== Source excerpt ==
- Born: 15 October 1906 Öhringen, Kingdom of Württemberg, German Empire
- Died: 30 May 1945 (aged 38) Ratzeburg, Schleswig-Holstein, Germany

Academic background
- Alma mater: University of Bonn University of Freiburg

Academic work
- Discipline: Regional science Urban economics
- Institutions: Kiel Institute for the World Economy

= August Lösch =

German economist

August Lösch (15 October 1906 – 30 May 1945) was a German economist, known for his contributions to regional science and urban economics.

Born in Öhringen, Württemberg, Lösch obtained his doctorate from the University of Bonn in 1932. His magnum opus, Die räumliche Ordnung der Wirtschaft (The economics of location), appeared in 1940 and was translated into English in 1954.

Lösch was a member of the "Confessing Church" (Bekennende Kirche), a Protestant group that spoke out openly against Adolf Hitler and was led by Martin Niemöller. He refused to emigrate and went into hiding to continue his anti-Nazi work, primarily in Kiel. His poor living conditions and health while in hiding contributed to his death from scarlet fever in Ratzeburg, just days after World War II had ended.

== Biography ==
Lösch was born in Öhringen, Kingdom of Württemberg, German Empire (now Baden-Württemberg, Germany). From 1908, he lived in Heidenheim, where he graduated from high school in 1925 and subsequently worked as an apprentice. From 1927 to 1930, Lösch studied at the University of Tübingen and at the University of Freiburg. Then from 1930 to 1931, he studied at the University of Bonn, where he was taught by Joseph Schumpeter, Walter Eucken, and Arthur Spiethoff. He earned a degree in economics from the University of Freiburg in 1931, and then a doctorate one year later from the University of Bonn.

== Written instruction ==
List every university that the August Lösch biography above says he studied at.

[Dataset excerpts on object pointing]
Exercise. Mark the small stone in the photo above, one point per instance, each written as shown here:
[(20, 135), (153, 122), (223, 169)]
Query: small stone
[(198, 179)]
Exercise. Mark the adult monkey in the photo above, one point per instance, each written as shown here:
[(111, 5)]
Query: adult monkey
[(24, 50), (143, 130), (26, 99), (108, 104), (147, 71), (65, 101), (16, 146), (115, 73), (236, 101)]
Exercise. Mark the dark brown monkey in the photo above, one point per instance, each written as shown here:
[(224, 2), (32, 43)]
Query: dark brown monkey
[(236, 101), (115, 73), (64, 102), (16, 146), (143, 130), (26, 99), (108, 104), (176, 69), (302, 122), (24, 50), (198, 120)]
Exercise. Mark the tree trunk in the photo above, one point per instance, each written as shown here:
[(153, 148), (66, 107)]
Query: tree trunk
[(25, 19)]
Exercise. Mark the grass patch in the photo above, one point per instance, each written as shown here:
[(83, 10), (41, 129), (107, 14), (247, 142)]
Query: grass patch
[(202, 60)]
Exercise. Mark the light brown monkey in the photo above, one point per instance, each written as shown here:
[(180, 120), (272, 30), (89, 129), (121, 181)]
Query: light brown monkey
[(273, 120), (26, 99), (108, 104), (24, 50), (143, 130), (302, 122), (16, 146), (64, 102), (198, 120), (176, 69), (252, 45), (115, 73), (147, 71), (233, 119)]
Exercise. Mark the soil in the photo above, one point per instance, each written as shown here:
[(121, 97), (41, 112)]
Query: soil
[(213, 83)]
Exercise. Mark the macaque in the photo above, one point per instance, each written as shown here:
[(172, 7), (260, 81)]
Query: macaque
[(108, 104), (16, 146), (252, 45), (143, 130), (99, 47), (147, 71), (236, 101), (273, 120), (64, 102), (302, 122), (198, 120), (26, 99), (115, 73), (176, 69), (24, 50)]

== Answer to the problem ==
University of Tübingen, University of Freiburg, University of Bonn